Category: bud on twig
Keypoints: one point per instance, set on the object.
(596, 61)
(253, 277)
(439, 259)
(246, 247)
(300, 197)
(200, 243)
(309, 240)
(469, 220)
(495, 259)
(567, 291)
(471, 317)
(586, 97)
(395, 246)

• **Your objective**: Copy the material above line for line, with no changes.

• **Answer**:
Category: bud on twig
Keypoints: one point per instance, set on the object.
(596, 61)
(253, 277)
(439, 259)
(246, 247)
(300, 197)
(200, 243)
(309, 240)
(469, 220)
(495, 259)
(567, 291)
(471, 317)
(586, 97)
(395, 246)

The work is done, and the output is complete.